▶ _Aim of the task_: Copy out each of the items below word for word. Leave out the pictures.

▶ _Source records_:
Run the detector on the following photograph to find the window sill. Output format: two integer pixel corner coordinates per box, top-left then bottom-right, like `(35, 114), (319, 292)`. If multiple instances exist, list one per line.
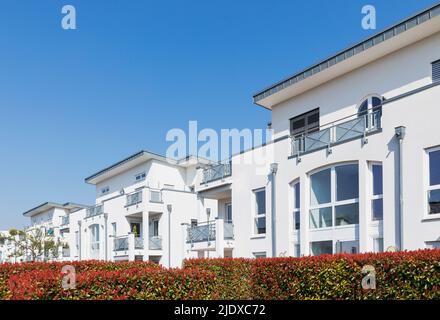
(251, 234), (266, 240)
(422, 213), (440, 222)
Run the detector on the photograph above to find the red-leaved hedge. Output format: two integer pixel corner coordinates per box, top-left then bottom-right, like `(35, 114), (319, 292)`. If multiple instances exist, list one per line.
(184, 250), (440, 300)
(0, 250), (440, 300)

▶ _Solution_:
Run the detector on the following photograph to find the window sill. Output format: two integer pixel corner coordinates per box, top-left then bottom-right, like `(35, 114), (319, 292)`. If multiple instances exist, list one per line.
(251, 234), (266, 240)
(422, 213), (440, 222)
Run the detector on the photograph above to find the red-leaved hedge. Output format: two integer pixel corner coordinates per box, top-left then bottom-right, like `(35, 114), (319, 292)`. If multiple instances exist, list one per line.
(184, 250), (440, 300)
(0, 250), (440, 300)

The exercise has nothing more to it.